**Given task:** Repeat the listing below word for word, from the line that contains "Pin the white rose, one" through the final line of the listing, with both of those lines included.

**Available records:**
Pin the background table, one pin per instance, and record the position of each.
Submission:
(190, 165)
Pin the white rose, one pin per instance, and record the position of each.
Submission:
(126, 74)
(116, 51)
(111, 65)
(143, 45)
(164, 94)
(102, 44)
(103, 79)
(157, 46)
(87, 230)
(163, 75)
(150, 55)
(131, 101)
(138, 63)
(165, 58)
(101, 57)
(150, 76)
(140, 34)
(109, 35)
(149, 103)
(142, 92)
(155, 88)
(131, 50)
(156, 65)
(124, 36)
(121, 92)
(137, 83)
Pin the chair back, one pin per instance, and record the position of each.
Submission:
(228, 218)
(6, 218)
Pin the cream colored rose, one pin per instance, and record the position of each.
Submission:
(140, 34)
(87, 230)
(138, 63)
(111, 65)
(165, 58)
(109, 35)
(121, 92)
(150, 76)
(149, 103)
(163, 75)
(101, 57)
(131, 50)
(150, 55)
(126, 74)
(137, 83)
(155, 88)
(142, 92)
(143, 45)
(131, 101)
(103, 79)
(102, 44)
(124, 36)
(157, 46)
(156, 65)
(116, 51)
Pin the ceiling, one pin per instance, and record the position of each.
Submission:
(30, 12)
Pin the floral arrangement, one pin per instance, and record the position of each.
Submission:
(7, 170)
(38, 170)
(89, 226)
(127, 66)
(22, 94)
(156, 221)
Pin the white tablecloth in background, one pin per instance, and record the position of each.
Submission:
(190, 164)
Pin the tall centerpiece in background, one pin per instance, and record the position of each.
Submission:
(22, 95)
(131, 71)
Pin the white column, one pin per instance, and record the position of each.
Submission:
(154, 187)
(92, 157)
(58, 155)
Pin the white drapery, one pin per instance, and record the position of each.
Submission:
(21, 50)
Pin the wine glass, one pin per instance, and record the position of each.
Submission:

**Task output:**
Pin the white rose, one pin per instance, and record the position of each.
Submission:
(126, 74)
(116, 51)
(111, 65)
(143, 45)
(164, 94)
(102, 44)
(103, 79)
(157, 46)
(87, 230)
(163, 75)
(150, 55)
(131, 101)
(138, 63)
(165, 58)
(101, 57)
(150, 76)
(140, 34)
(109, 35)
(149, 103)
(142, 92)
(155, 88)
(131, 50)
(156, 65)
(124, 36)
(121, 92)
(137, 83)
Pin the chair back, one pin per instance, and record the position of each.
Submission:
(228, 218)
(6, 218)
Pin the cream colored rose, one pin per instance, and record the position of each.
Submission:
(140, 34)
(87, 230)
(138, 63)
(111, 65)
(165, 58)
(109, 35)
(121, 92)
(150, 76)
(149, 103)
(163, 75)
(101, 57)
(131, 50)
(150, 55)
(126, 74)
(137, 83)
(155, 88)
(142, 92)
(143, 45)
(131, 101)
(103, 79)
(102, 44)
(124, 36)
(157, 46)
(156, 65)
(116, 51)
Pin the ceiling, one pin per instance, and record the position of each.
Submission:
(30, 12)
Pin the floral arrangement, one pin per instance, and record the position of each.
Submission:
(7, 170)
(38, 170)
(89, 226)
(127, 66)
(22, 94)
(156, 221)
Pin the white tablecloth in background, one pin per instance, and record the position of each.
Submission:
(190, 164)
Pin the tall centerpiece in background, one pin per instance, and record the position of each.
Submission:
(22, 95)
(131, 71)
Pin the white column, one pin per instance, and record the position of each.
Submission:
(154, 187)
(92, 157)
(58, 155)
Pin the white drapery, one pin per instance, and record the position of each.
Submission:
(21, 50)
Pin the wine glass, one pin per instance, and record the position of each.
Submission:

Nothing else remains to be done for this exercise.